**** AVAILABLE DATA

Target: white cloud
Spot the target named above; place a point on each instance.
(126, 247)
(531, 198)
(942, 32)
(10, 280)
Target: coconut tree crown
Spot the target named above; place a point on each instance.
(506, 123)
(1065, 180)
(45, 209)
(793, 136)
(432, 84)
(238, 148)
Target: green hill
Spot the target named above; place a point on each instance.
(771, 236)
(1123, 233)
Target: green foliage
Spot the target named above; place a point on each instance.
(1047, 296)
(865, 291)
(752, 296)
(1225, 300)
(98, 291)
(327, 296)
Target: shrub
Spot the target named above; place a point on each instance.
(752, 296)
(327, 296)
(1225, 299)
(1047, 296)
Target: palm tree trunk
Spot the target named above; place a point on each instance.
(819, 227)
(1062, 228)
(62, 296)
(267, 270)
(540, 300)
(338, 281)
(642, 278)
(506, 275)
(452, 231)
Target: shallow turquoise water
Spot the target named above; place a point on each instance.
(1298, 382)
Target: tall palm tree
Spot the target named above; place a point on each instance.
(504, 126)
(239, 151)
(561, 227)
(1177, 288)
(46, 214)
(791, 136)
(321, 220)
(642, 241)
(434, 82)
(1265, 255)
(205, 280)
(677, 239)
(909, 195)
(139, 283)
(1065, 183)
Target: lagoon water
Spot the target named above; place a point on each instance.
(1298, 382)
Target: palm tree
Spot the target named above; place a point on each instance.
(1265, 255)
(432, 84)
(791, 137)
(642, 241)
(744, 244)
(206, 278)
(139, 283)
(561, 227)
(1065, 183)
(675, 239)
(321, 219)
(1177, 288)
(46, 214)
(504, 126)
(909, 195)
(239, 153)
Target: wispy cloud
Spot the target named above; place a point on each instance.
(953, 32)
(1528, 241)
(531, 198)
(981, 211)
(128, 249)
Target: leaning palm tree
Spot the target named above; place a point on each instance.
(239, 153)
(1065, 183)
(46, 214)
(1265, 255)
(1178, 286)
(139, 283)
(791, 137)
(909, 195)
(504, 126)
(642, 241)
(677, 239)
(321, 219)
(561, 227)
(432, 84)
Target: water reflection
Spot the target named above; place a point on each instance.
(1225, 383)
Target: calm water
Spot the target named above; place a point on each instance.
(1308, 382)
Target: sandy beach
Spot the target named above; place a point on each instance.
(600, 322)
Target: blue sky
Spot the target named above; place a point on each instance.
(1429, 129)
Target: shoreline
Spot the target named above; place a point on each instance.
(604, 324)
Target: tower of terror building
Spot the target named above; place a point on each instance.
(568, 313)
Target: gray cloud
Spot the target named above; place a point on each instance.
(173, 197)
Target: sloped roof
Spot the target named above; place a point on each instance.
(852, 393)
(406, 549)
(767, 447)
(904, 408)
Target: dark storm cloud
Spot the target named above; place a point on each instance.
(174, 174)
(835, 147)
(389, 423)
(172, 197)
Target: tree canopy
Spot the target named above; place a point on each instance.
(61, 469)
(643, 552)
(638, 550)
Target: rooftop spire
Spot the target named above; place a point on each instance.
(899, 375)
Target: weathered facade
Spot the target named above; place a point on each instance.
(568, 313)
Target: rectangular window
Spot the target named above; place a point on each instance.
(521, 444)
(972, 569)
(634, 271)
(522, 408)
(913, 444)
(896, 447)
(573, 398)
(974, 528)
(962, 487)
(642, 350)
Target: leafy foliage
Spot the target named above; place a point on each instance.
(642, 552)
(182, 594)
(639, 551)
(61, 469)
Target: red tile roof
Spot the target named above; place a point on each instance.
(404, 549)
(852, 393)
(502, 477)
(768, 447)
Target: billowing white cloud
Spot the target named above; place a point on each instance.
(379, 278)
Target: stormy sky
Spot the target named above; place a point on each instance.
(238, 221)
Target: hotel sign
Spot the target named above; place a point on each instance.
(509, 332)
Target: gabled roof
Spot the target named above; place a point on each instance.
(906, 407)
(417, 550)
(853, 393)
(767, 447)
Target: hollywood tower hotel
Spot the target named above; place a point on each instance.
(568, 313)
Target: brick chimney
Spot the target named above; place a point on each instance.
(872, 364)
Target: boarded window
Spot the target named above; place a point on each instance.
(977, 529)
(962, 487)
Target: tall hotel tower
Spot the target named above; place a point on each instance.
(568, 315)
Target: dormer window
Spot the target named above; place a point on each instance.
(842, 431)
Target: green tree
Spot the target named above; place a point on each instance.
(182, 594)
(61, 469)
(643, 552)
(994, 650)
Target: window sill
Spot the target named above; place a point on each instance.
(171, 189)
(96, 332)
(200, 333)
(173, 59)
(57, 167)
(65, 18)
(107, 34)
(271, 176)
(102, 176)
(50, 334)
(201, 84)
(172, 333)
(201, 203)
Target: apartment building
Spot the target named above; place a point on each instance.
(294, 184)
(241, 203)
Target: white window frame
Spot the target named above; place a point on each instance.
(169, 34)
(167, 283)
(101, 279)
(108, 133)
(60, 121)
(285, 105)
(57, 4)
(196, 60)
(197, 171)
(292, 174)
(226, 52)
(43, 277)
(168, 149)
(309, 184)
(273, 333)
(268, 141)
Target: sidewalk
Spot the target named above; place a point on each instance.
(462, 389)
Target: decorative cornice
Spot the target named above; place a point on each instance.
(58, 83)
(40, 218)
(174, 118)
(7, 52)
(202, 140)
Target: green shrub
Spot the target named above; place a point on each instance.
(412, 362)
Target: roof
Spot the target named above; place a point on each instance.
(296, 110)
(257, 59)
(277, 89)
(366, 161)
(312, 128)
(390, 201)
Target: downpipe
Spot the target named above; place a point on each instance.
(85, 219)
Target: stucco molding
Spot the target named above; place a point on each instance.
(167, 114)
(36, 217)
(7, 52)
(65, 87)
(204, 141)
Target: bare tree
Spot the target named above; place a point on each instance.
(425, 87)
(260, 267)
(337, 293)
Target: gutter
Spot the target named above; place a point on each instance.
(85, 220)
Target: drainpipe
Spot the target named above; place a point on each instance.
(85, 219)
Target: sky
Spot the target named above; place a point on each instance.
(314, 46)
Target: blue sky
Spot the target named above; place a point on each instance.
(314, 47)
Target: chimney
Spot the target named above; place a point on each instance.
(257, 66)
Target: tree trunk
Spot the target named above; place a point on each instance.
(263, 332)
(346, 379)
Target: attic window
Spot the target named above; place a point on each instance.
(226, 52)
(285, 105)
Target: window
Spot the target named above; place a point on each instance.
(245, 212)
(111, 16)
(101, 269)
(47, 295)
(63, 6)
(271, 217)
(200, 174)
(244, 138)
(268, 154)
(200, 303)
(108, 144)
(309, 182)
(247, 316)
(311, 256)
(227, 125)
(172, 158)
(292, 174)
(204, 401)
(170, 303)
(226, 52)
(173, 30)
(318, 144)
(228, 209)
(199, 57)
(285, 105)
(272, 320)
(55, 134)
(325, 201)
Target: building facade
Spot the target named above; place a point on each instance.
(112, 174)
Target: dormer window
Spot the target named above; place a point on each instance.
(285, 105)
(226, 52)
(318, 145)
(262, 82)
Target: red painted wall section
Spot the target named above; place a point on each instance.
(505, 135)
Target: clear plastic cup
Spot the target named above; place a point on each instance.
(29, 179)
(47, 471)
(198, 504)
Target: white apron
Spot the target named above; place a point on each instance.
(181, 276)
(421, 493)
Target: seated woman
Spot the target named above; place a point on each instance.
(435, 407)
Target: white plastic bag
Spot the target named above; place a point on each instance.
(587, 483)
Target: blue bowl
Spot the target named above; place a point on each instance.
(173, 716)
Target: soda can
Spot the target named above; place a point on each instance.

********

- TASK DIRECTIONS:
Down to the last line, copy the entries above exactly.

- WRITTEN SOLUTION:
Target: white cloud
Spot the target named above; place a point on each instance.
(126, 247)
(531, 198)
(942, 32)
(10, 280)
Target: coconut tree crown
Spot the target named above; place a point on each instance.
(506, 123)
(1065, 180)
(45, 209)
(793, 136)
(432, 84)
(238, 148)
Target: green hill
Spot the target named above; place a point on each instance.
(771, 236)
(1123, 233)
Target: green foliage
Spot the target named above; place a point on each instance.
(1047, 296)
(865, 291)
(752, 296)
(1225, 300)
(98, 291)
(327, 296)
Target: shrub
Spot the target named above; place a point on each instance.
(752, 296)
(327, 296)
(1225, 299)
(1047, 296)
Target: palm tree trunk
Spot the target named above; place a point on each instance.
(819, 227)
(1062, 228)
(62, 296)
(267, 270)
(540, 300)
(338, 281)
(642, 278)
(506, 275)
(452, 231)
Target: shallow turquoise water
Spot the target named above; place a point on each instance.
(1298, 382)
Target: tall palm tree
Spot the target named above; place a point on each instance.
(504, 126)
(239, 151)
(561, 227)
(1177, 288)
(46, 214)
(791, 136)
(321, 220)
(642, 241)
(434, 82)
(1265, 255)
(205, 280)
(677, 239)
(909, 195)
(139, 283)
(1065, 183)
Target: lagoon water
Spot the target named above; place a point on each instance.
(1298, 382)
Target: palm tree
Spot the target named above; place a point on each instance.
(1265, 255)
(432, 84)
(791, 137)
(642, 241)
(744, 244)
(206, 278)
(139, 283)
(561, 227)
(1065, 183)
(675, 239)
(321, 219)
(1177, 288)
(46, 214)
(504, 126)
(909, 195)
(239, 153)
Target: wispy cloud
Spot the target named above; place a point on each instance.
(953, 32)
(1528, 241)
(531, 198)
(981, 211)
(128, 249)
Target: leaning palm tree
Spot the target named above; place a point on each instance.
(239, 153)
(1065, 183)
(46, 214)
(1265, 255)
(1178, 286)
(139, 283)
(791, 137)
(909, 195)
(504, 126)
(642, 241)
(677, 239)
(321, 219)
(561, 227)
(432, 84)
Target: water reflection
Spot the target named above; place a point on each instance.
(1225, 383)
Target: calm water
Spot the target named above; place a point on each instance.
(1308, 382)
Target: sandy beach
Spot the target named above; place a point on each instance.
(600, 322)
Target: blue sky
Spot the target named above; place a point on each instance.
(1429, 129)
Target: shoreline
Spot the target named above; place a point on each instance.
(604, 324)
Target: tower of terror building
Spot the target named above; place a point on each instance.
(568, 313)
Target: gray cloud
Spot the target named above; place a point on each instance.
(173, 197)
Target: sloped roof
Spot the target named above; place a point on each instance.
(852, 393)
(406, 549)
(767, 447)
(904, 408)
Target: dark storm cloud
Spot the target named above; place a point on each instance.
(174, 174)
(835, 147)
(389, 423)
(172, 197)
Target: tree canopy
Spot the target named above; place a point on each instance.
(61, 469)
(643, 552)
(638, 550)
Target: rooftop spire
Spot the target named above; place a point on each instance.
(899, 375)
Target: weathered facade
Spot the target named above; place a point on each instance.
(568, 313)
Target: rectangular window
Spot the target named above; place a point on each instance.
(521, 444)
(972, 569)
(634, 271)
(522, 408)
(913, 444)
(896, 447)
(573, 398)
(974, 528)
(962, 487)
(642, 350)
Target: leafy foliage
Spot the target named above; place a point on each instance.
(642, 552)
(182, 594)
(639, 551)
(61, 469)
Target: red tile roof
Spot the target named above; place a point on each instance.
(404, 549)
(852, 393)
(502, 477)
(768, 447)
Target: billowing white cloud
Spot the target named above; place a point on each instance.
(379, 278)
Target: stormy sky
Spot the target named above; place a point on each instance.
(238, 221)
Target: hotel sign
Spot the target named above; place a point on each instance.
(509, 332)
Target: gabled roof
Spot the target named above; place a point on each instance.
(906, 407)
(417, 550)
(853, 393)
(767, 447)
Target: hollywood tower hotel
Spot the target named above; place a point on each instance.
(568, 313)
Target: brick chimney
Spot the target named above; place a point on each instance.
(872, 364)
Target: boarded window
Spot the target named above; place a point on each instance.
(977, 529)
(962, 487)
Target: tall hotel tower
Spot the target named above; place a point on each instance.
(568, 315)
Target: dormer window
Spot the target named above; place a point on each instance.
(842, 431)
Target: green tree
Spot the target named above; place a point on each instance.
(182, 594)
(61, 469)
(643, 552)
(994, 650)
Target: window sill
Spot the target named above; place a point on each instance.
(171, 189)
(96, 332)
(200, 333)
(173, 59)
(57, 167)
(65, 18)
(107, 34)
(271, 176)
(102, 176)
(50, 334)
(201, 84)
(172, 333)
(201, 203)
Target: apartment building
Spot the target named above; place a point on each instance.
(294, 184)
(241, 203)
Target: white window frame
Spot the target named above; place a point on each instance.
(169, 34)
(167, 283)
(101, 279)
(108, 133)
(60, 121)
(285, 105)
(57, 4)
(196, 60)
(197, 171)
(292, 174)
(226, 52)
(43, 277)
(168, 149)
(309, 184)
(273, 333)
(268, 141)
Target: sidewalk
Spot the target named above; place a point on each instance.
(462, 389)
Target: decorative cornice
Spot the target named above; place a point on each instance.
(58, 83)
(40, 218)
(174, 118)
(7, 52)
(202, 140)
Target: green shrub
Spot the target named above; place a point on each instance.
(412, 362)
Target: roof
Spot the target named above; place a point on each instance.
(296, 110)
(257, 59)
(277, 89)
(366, 161)
(312, 128)
(390, 201)
Target: downpipe
Spot the target named above; place a point on each instance.
(85, 219)
Target: stucco molding
Spot the target named above; place a point on each instance.
(167, 114)
(36, 217)
(7, 52)
(65, 87)
(204, 141)
Target: bare tree
Spot the target named above; place a point on each instance.
(425, 87)
(260, 267)
(337, 293)
Target: gutter
Spot the target named above; place a point on each instance.
(85, 220)
Target: drainpipe
Spot the target named above; place a point on each instance.
(85, 219)
Target: sky
Spot the target named above; place a point on each instance.
(314, 46)
Target: blue sky
Spot the target named above; place a point on each instance.
(314, 47)
Target: chimney
Spot the target named above; place a point on each instance.
(257, 66)
Target: tree trunk
Spot the target named above; place a point on each instance.
(263, 332)
(346, 379)
Target: attic window
Spot the target named above; place a point on each instance.
(226, 52)
(285, 105)
Target: window
Spot the target named above; place a point on each instance.
(245, 212)
(111, 16)
(101, 269)
(47, 295)
(63, 6)
(271, 217)
(200, 174)
(244, 138)
(268, 154)
(200, 303)
(108, 144)
(309, 182)
(247, 316)
(311, 256)
(227, 125)
(172, 158)
(292, 174)
(204, 401)
(170, 303)
(226, 52)
(173, 30)
(318, 144)
(228, 209)
(199, 57)
(285, 105)
(272, 320)
(55, 134)
(325, 201)
Target: building facade
Spot the target named above; place a point on each instance.
(112, 174)
Target: dormer window
Spot the target named above; place a point on each instance.
(285, 105)
(226, 52)
(318, 145)
(262, 82)
Target: red painted wall section
Spot the target named above; place a point on each instance.
(505, 135)
Target: clear plastic cup
Spot the target named above; place a point on each instance.
(29, 179)
(47, 471)
(198, 504)
Target: white apron
Spot the target named above; place a point on each instance.
(181, 276)
(421, 493)
Target: seated woman
Spot the target named above; place a point on each instance.
(435, 407)
Target: white plastic bag
Spot the target named above; place a point on each instance.
(587, 483)
Target: blue bowl
Spot the target named above; place a point on each instance.
(173, 716)
Target: soda can
Spot the target named above; place a point on each instance.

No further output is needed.